- [Exercise a]: Copy verbatim the stretch of the post about the Safari Ichthyosaurus figure from "The Safari Ichthyosaurus" through "in its jaws.".

[Start Passage to read]

July 27, 2010
I’ve mentioned Safari Ltd. a few times already on this blog (here and here, for example), so I probably don’t need to tell you that they tend to leave any competition in the dust when it comes to producing museum-quality plastic animal reproductions. One of their flagship brands is the Carnegie Collection, a line of toy dinosaurs and other prehistoric creatures that first came out in 1989. Originally based on fossils from the Carnegie Museum of Natural History in Pittsburgh, Pennsylvania, the design of these replicas has become increasingly detailed and scientifically accurate over the years. Most of these figures are scaled 1:40, but there are exceptions, such as the 1:10 scale Ichthyosaurus, which just came out last month.
The Safari Ichthyosaurus is 8 inces long and painted with a color pattern similar to the modern Common Dolphin (Delphinus). The coolest feature of this sculpt is, of course, the Mesozoic ammonite gripped tightly in its jaws.
Ichthyosaurs (“fish lizards”) were a group of highly-specialized marine reptiles that dominated the world’s oceans for much of the Mesozoic era. They were most definitely not dinosaurs…but you knew that already, right? Appearing in the fossil record in the first part of the Triassic period (~245 million years ago), ichthyosaurs thrived during the Jurassic, but they went extinct before the end of the Cretaceous period, about 90 million years ago. Their fish-like body shape is often compared to that of modern dolphins as a classic example of convergent evolution. Fossil stomach contents show that some species definitely preyed on ammonites and belemnites, and it’s likely that cephalopods were an imporant part of a balanced breakfast for most ichthyosaurs.
The genus Ichthyosuarus itself, which lived in the Early Jurassic seas that covered what is now southern England and continental Europe 199-189 million years ago, was first discovered in early 1800s. These finds, including many complete skeletons, played an important role in how we came to understand the age of the earth and helped define the then brand-new science of paleontology.
I picked this up from the gift shop of the NC Museum of Life + Science (along with Cryolophosaurus, this year’s other new Carnegie dinosaur) as a birthday present for myself. Suggested retail is $8.99, and if you don’t have access to a museum gift shop or speciality toy store, you can order it online from Amazon.com or directly from Safari.

[End Passage to read]
[Start Data supplied]

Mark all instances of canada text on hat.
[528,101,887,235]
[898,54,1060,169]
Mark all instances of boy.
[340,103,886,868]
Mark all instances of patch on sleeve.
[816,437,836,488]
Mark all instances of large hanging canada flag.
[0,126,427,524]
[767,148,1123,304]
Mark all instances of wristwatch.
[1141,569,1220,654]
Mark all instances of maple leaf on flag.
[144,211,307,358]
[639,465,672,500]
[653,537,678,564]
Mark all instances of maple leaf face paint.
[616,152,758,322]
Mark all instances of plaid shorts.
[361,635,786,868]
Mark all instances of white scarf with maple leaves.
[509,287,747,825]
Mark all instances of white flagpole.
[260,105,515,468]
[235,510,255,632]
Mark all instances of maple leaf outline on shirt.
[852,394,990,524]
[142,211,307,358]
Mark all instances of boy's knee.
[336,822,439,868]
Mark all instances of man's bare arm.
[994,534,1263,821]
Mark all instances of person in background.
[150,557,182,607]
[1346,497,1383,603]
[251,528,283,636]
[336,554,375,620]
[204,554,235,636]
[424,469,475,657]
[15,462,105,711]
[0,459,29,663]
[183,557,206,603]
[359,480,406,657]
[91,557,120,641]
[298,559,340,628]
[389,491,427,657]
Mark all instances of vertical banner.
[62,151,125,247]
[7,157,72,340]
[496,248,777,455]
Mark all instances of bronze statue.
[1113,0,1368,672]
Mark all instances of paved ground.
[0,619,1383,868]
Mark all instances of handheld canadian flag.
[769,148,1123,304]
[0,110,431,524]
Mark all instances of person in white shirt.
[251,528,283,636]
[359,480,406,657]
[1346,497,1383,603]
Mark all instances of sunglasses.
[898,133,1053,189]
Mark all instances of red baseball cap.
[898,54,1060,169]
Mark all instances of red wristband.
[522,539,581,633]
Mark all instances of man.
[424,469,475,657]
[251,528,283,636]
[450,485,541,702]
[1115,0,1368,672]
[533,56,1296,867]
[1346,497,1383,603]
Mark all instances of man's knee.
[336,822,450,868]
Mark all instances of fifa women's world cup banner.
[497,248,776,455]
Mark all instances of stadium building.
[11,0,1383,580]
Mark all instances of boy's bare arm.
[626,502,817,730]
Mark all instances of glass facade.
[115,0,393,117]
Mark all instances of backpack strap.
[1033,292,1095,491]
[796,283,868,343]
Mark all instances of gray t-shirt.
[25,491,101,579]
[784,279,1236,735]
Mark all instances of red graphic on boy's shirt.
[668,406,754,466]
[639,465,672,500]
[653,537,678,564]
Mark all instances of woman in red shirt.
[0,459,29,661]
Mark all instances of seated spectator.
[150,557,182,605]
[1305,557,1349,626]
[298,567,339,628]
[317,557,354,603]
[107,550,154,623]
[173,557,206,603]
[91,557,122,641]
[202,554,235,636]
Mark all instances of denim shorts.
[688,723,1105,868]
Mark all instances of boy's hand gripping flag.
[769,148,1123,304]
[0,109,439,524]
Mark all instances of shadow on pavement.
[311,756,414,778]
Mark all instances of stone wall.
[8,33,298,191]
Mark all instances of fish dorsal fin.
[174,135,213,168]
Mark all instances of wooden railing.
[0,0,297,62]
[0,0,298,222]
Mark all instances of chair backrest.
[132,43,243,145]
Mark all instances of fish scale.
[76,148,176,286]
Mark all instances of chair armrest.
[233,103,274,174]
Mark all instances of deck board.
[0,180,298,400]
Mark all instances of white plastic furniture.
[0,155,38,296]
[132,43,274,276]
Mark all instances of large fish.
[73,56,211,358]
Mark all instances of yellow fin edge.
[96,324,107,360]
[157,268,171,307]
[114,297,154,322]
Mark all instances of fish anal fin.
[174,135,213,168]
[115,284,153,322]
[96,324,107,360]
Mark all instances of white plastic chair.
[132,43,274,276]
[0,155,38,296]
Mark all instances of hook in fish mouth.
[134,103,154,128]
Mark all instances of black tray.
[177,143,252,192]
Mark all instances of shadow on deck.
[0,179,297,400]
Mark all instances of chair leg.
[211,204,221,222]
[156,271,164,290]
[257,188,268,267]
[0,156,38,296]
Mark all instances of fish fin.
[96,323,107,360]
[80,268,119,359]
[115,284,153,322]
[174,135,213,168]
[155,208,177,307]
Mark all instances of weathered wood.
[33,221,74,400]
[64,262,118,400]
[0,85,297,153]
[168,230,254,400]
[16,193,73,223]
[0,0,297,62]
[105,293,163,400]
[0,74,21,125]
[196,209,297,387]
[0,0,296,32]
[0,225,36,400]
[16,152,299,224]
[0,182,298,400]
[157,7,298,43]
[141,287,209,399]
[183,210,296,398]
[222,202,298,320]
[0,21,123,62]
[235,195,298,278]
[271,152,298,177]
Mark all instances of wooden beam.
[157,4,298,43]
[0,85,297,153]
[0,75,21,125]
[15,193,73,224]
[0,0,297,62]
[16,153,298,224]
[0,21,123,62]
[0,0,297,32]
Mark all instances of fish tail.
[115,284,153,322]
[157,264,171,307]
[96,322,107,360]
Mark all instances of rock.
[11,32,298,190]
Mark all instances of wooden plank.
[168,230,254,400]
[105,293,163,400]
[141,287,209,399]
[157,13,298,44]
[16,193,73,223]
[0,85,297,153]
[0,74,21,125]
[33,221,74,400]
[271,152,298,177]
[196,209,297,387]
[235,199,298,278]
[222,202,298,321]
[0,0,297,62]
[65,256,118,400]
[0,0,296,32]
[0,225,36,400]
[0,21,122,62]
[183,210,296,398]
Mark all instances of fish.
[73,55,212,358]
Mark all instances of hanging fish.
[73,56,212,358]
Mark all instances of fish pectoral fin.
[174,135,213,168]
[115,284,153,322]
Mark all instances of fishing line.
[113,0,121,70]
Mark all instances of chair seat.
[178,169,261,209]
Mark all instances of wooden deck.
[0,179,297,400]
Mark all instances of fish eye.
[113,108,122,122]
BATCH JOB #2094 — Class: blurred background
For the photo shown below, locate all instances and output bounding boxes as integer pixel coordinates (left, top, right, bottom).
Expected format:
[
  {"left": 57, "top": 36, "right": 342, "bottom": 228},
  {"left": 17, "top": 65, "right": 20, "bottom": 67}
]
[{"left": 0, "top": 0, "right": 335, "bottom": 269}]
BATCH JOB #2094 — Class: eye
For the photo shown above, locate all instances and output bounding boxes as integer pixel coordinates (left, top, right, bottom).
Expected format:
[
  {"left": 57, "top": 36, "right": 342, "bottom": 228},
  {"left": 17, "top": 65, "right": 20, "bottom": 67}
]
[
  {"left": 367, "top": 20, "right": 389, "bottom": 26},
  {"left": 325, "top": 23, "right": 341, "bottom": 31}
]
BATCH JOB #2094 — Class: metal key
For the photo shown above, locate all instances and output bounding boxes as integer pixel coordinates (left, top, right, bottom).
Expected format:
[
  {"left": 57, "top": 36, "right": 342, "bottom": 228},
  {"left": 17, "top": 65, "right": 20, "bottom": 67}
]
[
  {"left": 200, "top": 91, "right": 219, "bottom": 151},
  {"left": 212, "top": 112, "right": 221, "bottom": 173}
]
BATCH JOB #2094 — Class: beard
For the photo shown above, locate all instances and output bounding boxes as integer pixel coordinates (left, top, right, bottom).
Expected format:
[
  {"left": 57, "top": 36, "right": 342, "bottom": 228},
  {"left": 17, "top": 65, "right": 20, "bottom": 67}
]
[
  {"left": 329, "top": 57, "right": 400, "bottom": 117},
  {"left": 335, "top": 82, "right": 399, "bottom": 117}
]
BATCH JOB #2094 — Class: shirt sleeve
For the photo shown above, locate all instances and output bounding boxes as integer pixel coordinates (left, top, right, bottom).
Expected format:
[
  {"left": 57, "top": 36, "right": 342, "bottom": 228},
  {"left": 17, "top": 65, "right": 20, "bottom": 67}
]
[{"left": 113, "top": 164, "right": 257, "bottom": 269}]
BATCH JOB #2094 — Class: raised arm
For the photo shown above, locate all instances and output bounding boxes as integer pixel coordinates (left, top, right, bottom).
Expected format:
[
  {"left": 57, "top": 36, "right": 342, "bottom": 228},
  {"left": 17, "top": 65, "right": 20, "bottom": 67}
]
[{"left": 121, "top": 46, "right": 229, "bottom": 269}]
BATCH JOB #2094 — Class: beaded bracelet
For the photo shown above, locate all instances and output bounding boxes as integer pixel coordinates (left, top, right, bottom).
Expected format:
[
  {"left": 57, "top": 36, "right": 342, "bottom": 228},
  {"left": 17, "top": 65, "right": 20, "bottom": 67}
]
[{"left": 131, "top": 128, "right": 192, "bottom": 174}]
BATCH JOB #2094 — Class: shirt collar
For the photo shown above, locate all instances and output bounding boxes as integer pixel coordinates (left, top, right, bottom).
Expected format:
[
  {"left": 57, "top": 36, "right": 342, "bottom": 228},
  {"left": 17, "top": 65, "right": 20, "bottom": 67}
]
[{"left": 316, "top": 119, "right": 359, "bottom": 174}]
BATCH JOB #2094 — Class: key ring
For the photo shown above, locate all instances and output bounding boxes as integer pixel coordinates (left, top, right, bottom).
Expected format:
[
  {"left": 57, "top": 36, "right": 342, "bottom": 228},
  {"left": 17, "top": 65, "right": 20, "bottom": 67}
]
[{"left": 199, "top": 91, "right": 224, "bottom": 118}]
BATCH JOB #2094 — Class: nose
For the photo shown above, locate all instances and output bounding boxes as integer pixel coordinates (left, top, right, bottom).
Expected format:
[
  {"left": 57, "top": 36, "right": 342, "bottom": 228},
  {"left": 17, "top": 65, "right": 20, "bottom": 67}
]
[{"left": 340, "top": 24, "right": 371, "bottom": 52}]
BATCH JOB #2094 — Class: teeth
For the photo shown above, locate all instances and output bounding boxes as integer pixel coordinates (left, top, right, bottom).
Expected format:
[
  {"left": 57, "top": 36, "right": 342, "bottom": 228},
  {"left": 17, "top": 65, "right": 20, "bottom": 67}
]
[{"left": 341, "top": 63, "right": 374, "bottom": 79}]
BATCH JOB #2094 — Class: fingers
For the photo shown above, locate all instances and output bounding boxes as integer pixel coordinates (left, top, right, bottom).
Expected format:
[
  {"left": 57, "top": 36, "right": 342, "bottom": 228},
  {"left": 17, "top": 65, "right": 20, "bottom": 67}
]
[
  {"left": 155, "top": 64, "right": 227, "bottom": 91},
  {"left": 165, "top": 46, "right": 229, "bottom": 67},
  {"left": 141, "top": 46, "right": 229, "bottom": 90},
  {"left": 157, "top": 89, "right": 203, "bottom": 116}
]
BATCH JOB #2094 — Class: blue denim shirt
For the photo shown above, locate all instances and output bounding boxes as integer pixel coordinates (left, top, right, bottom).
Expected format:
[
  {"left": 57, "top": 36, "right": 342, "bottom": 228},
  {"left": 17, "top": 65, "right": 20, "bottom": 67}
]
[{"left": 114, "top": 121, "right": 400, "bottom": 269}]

[End Data supplied]

- [Exercise b]: Please rewrite the stretch of the listing above from the line that contains "Mark all instances of deck board." through the line that contains "[155,208,177,307]", with both of those lines and the requests included. Scale every bounding-box coordinate in the answers by 1.65, rounding to whole numbers with halves going up, and return only those lines.

- [Written response a]:
The Safari Ichthyosaurus is 8 inces long and painted with a color pattern similar to the modern Common Dolphin (Delphinus). The coolest feature of this sculpt is, of course, the Mesozoic ammonite gripped tightly in its jaws.

- [Written response b]:
Mark all instances of deck board.
[0,297,492,660]
Mark all instances of white plastic furniture.
[0,256,63,488]
[218,71,452,455]
Mark all instances of large fish.
[120,92,348,591]
Mark all instances of yellow fin edge.
[158,535,177,594]
[259,442,282,507]
[188,490,254,531]
Mark all instances of fish anal fin.
[287,223,351,277]
[190,469,252,531]
[158,535,177,594]
Mark all instances of white plastic chair.
[218,71,452,455]
[0,256,63,488]
Mark all instances of hook in fish mouth.
[221,170,254,211]
Mark all instances of black tray.
[292,236,416,317]
Mark all instances of shadow on deck.
[0,295,490,660]
Mark all instances of chair leg.
[348,337,365,366]
[257,447,271,479]
[424,310,442,441]
[0,257,63,488]
Mark all instances of fish fin.
[158,533,177,594]
[132,442,196,592]
[190,469,252,531]
[287,223,351,277]
[256,343,292,507]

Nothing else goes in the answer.